## CONSIGNES
1 - Répondez à ces questions à partir du texte :
(a) Combien d'hommes ont pratiqué l'examen gynécologique sur les deux femmes ?
(b) Après le toucher vaginal sur la seconde patiente, qu'explique le professeur au sujet des lésions ?
(c) Qu'a-t-on administré à l'une des femmes, et avec quel effet ?
2 - Recopiez sans rien changer le passage du texte qui va de « Par son côté » jusqu'à « momentanée de mémoire. » inclus.

## TEXTE SOURCE
Le groupe se déplace ensuite vers l’autre victime. Le gynécologue reproduit le même geste consistant à écarter de force les jambes de la femme, tandis qu’un étudiant braque une lampe vers son sexe. Le professeur effectue un toucher vaginal sur la patiente qui, elle aussi, se tord de douleur, tout en expliquant aux trois autres hommes qu’il n’y a pas de lésion. Il poursuit son exploration pelvienne et précise qu’il n’y a pas eu de pénétration anale. Il conclut l’examen par un « ce n’est pas bien grave tout ça » avant d’inviter le groupe à passer à la chambre suivante.

Par son côté clinique et par le contraste entre l’attitude des femmes et celui des soignants, l’examen gynécologique effectué par quatre hommes sur ces deux rescapées d’un viol collectif est une séquence du film presque insoutenable. Lors du débat qui a suivi, les deux femmes sont revenues sur la violence de cet examen médical. L’une d’elle a précisé qu’elle était dans un tel état de choc suite à ces actes médicaux qu’elle s’est vue administrer une piqûre provoquant une perte momentanée de mémoire.

## DONNÉES
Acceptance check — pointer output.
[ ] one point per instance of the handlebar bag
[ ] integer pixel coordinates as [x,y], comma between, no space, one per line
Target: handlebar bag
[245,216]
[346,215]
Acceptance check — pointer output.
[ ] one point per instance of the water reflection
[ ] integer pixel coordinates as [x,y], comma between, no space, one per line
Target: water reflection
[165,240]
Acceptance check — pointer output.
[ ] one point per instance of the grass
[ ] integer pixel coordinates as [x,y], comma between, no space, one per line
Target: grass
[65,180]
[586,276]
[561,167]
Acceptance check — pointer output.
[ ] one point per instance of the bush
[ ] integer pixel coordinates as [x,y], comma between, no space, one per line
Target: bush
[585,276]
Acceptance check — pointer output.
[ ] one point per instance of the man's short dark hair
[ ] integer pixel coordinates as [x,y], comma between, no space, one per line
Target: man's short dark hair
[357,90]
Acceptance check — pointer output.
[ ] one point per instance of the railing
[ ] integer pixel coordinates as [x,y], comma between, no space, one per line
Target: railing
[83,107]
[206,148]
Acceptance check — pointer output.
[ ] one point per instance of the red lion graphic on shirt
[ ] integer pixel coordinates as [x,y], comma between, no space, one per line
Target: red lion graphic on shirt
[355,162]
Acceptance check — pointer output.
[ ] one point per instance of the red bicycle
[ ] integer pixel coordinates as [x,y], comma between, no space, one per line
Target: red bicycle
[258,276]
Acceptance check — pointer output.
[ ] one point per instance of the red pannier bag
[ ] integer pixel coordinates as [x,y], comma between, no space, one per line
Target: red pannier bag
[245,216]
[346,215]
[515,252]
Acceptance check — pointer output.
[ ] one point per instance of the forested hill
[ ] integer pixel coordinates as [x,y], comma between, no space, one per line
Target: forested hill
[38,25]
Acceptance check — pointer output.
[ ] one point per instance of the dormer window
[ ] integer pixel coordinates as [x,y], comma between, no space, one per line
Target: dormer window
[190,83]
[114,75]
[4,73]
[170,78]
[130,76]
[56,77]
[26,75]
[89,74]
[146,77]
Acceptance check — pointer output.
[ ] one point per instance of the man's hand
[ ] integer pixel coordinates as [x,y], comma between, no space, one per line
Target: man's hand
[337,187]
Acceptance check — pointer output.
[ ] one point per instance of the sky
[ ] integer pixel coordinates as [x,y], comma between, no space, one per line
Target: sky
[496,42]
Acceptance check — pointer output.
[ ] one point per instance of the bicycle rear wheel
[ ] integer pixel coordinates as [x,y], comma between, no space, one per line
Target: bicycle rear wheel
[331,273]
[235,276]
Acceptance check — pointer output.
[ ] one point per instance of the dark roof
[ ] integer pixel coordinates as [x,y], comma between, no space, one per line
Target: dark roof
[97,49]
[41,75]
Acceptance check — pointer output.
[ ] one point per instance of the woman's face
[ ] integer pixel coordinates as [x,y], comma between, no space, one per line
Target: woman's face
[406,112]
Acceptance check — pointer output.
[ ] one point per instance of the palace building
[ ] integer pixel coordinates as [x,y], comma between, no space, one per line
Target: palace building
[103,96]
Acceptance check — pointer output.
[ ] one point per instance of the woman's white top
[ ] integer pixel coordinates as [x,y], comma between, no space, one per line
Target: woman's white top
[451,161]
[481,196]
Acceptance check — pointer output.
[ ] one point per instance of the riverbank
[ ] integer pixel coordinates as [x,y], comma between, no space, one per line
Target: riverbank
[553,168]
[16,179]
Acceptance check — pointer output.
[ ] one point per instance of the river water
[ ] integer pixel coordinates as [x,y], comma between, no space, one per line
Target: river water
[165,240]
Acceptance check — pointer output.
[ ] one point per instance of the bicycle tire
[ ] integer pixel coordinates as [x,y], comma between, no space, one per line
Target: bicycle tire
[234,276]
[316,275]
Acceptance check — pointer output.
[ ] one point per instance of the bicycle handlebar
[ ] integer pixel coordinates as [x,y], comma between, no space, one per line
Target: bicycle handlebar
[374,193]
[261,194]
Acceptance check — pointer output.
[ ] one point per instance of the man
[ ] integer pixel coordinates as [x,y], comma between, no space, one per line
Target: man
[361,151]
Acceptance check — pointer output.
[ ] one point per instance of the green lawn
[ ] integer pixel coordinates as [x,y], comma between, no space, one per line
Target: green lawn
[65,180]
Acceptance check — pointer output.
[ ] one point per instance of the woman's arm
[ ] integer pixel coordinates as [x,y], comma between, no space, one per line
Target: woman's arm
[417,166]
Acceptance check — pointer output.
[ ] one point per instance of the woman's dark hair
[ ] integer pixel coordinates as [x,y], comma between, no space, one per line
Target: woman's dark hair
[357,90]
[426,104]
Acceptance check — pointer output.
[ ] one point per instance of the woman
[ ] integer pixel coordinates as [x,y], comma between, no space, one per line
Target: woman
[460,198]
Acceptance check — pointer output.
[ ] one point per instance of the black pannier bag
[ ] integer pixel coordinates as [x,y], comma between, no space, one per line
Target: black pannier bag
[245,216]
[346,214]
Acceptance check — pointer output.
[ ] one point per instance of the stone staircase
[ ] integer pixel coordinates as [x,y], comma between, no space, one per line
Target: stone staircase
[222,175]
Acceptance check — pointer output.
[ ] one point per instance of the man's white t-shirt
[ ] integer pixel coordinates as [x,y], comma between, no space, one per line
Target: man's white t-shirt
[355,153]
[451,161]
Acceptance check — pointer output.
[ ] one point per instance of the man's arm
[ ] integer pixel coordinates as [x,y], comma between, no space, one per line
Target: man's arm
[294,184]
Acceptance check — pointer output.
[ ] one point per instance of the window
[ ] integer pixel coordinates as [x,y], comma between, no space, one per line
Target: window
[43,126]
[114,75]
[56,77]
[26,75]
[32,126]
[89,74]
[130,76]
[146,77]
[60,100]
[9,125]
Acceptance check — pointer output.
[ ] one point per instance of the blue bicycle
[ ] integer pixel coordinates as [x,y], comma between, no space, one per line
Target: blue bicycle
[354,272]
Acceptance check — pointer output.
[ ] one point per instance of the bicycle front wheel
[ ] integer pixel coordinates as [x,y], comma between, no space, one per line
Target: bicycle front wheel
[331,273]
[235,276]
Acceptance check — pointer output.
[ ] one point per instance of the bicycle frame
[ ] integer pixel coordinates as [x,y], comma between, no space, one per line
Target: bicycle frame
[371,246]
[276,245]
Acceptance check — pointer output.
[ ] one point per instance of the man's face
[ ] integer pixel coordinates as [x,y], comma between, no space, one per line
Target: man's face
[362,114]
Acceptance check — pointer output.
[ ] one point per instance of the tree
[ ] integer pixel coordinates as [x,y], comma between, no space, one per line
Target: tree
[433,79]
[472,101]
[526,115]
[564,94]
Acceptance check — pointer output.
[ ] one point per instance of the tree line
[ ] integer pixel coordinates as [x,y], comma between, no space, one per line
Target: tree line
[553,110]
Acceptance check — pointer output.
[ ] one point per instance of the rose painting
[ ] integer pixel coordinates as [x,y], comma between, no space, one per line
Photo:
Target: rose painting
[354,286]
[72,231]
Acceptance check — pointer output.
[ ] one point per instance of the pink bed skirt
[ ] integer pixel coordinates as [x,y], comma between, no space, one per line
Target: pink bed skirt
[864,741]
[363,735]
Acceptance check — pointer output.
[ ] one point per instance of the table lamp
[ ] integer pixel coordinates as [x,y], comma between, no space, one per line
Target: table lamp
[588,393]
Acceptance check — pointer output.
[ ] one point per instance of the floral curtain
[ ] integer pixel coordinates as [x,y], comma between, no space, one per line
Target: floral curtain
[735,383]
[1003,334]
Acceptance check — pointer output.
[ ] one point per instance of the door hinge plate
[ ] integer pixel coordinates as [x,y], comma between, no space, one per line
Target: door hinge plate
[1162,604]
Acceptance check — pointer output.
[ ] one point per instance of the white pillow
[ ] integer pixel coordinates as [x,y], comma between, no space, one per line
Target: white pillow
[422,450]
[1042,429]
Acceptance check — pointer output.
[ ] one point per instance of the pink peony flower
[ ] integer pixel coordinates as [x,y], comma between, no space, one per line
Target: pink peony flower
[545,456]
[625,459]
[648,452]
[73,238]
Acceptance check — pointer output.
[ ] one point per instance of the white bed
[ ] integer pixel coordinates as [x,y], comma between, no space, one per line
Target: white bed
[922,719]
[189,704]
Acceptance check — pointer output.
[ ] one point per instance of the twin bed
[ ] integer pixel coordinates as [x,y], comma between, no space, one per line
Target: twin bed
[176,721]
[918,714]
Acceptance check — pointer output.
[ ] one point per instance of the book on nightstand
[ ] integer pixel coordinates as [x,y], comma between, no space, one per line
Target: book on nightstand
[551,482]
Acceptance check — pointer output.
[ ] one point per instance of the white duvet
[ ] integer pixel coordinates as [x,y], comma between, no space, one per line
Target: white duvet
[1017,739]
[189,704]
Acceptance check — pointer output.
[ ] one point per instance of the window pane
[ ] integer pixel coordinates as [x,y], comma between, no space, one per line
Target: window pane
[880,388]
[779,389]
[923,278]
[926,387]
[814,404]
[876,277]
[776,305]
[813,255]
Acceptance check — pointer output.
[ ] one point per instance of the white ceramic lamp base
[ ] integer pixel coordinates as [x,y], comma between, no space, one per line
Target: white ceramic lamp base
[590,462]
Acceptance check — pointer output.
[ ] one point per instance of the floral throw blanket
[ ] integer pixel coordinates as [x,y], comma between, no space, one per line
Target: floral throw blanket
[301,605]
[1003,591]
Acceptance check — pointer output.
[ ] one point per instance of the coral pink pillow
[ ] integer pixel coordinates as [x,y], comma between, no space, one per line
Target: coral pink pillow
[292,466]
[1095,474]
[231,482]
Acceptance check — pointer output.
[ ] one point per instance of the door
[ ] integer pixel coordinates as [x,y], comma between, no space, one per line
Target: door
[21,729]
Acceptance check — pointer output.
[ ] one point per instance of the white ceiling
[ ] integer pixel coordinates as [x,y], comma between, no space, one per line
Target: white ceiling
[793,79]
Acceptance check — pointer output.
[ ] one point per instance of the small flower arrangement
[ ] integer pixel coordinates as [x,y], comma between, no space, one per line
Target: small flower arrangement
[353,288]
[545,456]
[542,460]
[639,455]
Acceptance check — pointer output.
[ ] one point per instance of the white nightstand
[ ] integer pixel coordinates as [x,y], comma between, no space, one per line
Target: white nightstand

## RÉPONSES ATTENDUES
1 -
(a) Quatre hommes.
(b) Il explique qu'il n'y a pas de lésion.
(c) Une piqûre, qui a provoqué une perte momentanée de mémoire.

2 -
Par son côté clinique et par le contraste entre l’attitude des femmes et celui des soignants, l’examen gynécologique effectué par quatre hommes sur ces deux rescapées d’un viol collectif est une séquence du film presque insoutenable. Lors du débat qui a suivi, les deux femmes sont revenues sur la violence de cet examen médical. L’une d’elle a précisé qu’elle était dans un tel état de choc suite à ces actes médicaux qu’elle s’est vue administrer une piqûre provoquant une perte momentanée de mémoire.